# REQUIRED WORK:
Please pull out every row below that contains the string "distant", copying each full row as it appears. Case counts.

# Raw records:
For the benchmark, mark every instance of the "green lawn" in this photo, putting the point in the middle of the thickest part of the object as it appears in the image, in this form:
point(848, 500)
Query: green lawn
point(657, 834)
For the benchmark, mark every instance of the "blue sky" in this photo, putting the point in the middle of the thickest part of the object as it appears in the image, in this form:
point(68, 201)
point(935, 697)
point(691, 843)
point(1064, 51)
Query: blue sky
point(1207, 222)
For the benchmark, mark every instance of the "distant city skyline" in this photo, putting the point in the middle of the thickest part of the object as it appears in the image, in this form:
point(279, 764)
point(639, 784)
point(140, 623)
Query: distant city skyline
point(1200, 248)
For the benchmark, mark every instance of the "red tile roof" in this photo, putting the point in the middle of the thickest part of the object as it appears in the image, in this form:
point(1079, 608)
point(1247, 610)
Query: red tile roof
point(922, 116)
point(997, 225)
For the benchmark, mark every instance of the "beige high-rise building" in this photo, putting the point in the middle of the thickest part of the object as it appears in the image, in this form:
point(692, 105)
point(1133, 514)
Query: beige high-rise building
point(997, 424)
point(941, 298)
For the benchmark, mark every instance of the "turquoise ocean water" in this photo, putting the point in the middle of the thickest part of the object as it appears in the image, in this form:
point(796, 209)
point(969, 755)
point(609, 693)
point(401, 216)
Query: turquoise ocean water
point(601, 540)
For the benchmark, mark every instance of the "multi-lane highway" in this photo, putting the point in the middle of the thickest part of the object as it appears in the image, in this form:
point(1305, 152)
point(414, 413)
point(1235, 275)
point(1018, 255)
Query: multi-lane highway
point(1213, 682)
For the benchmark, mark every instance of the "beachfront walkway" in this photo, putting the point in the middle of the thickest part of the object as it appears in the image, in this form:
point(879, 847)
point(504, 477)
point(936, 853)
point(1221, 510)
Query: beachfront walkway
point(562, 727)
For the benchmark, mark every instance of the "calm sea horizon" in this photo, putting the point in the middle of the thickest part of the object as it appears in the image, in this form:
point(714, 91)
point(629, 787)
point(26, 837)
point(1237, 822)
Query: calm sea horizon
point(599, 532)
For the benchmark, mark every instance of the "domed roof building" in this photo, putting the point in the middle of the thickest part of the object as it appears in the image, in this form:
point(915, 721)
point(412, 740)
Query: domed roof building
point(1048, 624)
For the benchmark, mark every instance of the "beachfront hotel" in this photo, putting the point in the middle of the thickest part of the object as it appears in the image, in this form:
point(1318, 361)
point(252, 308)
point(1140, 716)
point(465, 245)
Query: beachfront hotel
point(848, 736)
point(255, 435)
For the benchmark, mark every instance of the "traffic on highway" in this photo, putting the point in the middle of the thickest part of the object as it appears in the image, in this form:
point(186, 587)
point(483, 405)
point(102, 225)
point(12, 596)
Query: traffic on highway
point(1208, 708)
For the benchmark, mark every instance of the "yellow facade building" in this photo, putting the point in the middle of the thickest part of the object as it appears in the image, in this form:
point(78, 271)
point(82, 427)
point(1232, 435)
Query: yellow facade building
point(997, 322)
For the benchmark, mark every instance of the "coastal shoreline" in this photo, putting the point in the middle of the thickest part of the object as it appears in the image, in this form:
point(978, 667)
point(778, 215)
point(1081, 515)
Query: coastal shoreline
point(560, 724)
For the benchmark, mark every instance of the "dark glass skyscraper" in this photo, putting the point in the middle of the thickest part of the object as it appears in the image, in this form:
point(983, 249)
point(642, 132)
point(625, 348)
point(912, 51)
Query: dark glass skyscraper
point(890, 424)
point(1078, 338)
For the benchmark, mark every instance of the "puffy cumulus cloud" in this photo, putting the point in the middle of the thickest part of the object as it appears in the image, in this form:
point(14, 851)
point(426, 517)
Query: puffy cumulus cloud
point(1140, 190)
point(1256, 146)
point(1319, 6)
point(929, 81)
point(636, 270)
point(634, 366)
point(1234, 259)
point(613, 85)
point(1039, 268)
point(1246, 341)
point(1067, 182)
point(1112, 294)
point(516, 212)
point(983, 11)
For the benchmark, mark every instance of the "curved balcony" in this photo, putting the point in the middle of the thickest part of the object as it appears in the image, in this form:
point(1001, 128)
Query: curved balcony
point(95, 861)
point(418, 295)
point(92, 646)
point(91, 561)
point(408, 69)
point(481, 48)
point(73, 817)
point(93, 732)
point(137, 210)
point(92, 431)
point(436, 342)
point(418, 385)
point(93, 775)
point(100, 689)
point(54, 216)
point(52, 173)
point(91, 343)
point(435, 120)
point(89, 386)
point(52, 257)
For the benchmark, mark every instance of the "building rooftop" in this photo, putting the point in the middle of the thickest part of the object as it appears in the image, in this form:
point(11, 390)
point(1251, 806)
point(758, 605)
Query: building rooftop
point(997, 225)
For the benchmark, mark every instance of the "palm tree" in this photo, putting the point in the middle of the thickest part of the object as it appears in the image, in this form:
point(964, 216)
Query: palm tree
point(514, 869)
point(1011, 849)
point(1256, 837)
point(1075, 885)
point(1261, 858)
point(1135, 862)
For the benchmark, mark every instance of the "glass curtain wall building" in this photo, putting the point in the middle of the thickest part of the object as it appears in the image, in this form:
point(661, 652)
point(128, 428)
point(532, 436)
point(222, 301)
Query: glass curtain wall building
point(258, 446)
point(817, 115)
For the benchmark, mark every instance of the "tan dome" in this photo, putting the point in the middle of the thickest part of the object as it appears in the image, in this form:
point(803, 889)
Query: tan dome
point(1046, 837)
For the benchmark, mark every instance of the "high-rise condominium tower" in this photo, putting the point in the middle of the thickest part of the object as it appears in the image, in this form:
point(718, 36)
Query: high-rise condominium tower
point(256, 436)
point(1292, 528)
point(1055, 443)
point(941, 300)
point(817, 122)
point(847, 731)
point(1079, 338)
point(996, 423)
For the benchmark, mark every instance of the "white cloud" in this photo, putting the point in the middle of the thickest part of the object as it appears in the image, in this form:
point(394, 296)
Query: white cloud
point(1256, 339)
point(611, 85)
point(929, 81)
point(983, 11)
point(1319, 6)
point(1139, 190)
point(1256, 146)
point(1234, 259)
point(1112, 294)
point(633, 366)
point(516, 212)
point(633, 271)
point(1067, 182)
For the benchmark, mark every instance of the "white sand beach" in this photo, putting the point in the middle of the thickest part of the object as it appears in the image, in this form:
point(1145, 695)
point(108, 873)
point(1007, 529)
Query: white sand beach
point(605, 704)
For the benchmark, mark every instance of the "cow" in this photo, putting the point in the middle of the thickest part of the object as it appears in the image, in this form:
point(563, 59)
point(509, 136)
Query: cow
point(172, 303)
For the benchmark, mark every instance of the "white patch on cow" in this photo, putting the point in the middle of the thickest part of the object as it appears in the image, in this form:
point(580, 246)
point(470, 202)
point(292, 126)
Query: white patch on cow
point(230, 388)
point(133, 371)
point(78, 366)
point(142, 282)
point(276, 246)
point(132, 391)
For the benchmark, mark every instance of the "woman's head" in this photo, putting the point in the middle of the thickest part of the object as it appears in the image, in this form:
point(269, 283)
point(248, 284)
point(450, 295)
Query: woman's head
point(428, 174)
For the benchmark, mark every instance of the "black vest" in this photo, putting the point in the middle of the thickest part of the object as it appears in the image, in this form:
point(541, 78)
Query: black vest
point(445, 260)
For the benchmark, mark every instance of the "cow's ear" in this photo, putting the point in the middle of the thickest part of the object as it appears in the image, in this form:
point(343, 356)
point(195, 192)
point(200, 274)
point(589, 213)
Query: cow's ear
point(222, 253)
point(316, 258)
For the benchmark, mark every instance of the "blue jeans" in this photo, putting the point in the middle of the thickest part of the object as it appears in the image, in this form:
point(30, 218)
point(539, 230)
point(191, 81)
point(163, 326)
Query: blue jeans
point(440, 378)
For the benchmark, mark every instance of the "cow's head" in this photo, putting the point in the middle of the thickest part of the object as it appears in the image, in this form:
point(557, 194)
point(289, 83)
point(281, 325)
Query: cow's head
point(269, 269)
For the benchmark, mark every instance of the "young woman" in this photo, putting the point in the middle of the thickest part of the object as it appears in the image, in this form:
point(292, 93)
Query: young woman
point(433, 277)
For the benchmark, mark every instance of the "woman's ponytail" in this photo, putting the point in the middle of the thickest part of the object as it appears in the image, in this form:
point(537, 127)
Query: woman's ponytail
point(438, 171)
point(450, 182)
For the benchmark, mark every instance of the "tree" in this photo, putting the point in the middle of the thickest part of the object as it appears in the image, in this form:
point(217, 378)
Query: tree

# TASK RESPONSE:
For the benchmark, mark every instance of the "distant city skyline" in this photo, putting the point in the middle of the thickest part of the object as it appears in the image, in this form:
Query: distant city skyline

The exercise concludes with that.